Work to be completed:
From the first entry to the last, repeat the listing exactly.

+++ Data provided

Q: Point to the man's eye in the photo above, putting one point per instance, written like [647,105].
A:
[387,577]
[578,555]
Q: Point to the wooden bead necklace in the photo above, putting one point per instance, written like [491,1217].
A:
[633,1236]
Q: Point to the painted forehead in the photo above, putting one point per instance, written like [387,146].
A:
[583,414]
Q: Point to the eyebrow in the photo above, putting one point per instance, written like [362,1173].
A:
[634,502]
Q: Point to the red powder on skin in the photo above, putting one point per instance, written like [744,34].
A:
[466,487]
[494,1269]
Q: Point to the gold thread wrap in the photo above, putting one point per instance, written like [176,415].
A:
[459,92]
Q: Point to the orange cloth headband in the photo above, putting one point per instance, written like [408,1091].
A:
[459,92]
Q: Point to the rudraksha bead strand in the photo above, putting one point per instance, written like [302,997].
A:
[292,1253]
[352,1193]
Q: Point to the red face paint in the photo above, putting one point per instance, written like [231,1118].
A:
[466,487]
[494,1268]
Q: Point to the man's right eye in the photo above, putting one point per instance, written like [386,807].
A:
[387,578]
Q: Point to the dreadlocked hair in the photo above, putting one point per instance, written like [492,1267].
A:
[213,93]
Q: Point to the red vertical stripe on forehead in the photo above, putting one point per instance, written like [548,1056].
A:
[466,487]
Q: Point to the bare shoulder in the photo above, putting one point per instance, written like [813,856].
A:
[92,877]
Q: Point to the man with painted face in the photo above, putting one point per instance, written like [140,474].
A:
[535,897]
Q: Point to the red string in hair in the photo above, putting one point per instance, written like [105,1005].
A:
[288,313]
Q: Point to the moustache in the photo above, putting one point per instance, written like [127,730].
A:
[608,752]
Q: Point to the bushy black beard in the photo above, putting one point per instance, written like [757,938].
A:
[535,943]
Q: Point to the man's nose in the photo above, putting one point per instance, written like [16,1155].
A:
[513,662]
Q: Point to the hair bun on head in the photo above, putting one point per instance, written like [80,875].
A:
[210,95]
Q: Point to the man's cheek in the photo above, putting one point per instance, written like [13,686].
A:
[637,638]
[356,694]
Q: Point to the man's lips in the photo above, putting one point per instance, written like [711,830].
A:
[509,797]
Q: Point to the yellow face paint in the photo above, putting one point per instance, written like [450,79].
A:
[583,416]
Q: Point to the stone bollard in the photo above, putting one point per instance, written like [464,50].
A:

++++++

Solution to this exercise:
Q: Point to the man's eye in the photo above, putting one point per instance, written like [647,105].
A:
[387,577]
[578,555]
Q: Point to the wooden bead necklace in the photo above, putting one point per instance, written like [491,1217].
A:
[633,1236]
Q: Point to the painted forehead in the photo above, putting one point per instance, written like [387,146].
A:
[583,414]
Q: Point to the eyebrow in the photo above, putting one point per instance, written like [362,1173].
A:
[634,502]
Q: Point to the red powder on skin in the photo above, putting one point per instance, written like [744,34].
A:
[466,487]
[494,1269]
Q: Point to the gold thread wrap in the photo above, putting one point per instance, written like [176,415].
A:
[459,92]
Q: Point to the orange cloth headband in the photo above, putting one point per instance, written like [408,1091].
A:
[459,92]
Q: Point to the rudraksha bead strand in the photo above, putting one point per instance, written like [302,997].
A:
[292,1253]
[352,1193]
Q: Point to the red face paint in the photo above, putting one point per instance, written like [231,1118].
A:
[466,487]
[494,1268]
Q: Point to the man's right eye in the photo above, putting one point per instance, written like [386,807].
A:
[387,578]
Q: Point to the dreadlocked hair in the photo above, putting one point per instance, written like [492,1267].
A:
[213,93]
Q: Point to the red vertical stripe on forehead in the photo above, putting one point per instance, written like [548,1056].
A:
[466,487]
Q: Point to the bare shoulder in the photo above, putting one point per instance, written like [813,856].
A:
[92,877]
Q: Point to the man with painted face in the photo above, putting one point per instance, written like [140,474].
A:
[535,897]
Q: Point to the red string in hair in the photo above, putting one point per instance, written like [105,1005].
A:
[288,313]
Q: Point to the moustache in the photo above, putting one point per instance, written like [127,730].
A:
[608,752]
Q: Point to the bushy black beard in the photo above, putting one point per instance, written like [757,938].
A:
[535,943]
Q: Point to the man's nose in the photo above, putting one point per instance, written like [16,1155].
A:
[513,662]
Q: Point to the hair bun on head in the photo above, putting one point per instance, written like [80,875].
A:
[210,95]
Q: Point to the man's cheek in the photo above, putting one point per instance, written like [13,686].
A:
[637,638]
[356,694]
Q: Point to the man's lips in the photo above, putting one point per instance, written like [711,830].
A:
[509,797]
Q: Point to the yellow face paint in the photo above, putting one point per instance, written like [450,79].
A:
[583,416]
Q: Point to the stone bollard in the photo above, putting one point per instance, written like [464,50].
A:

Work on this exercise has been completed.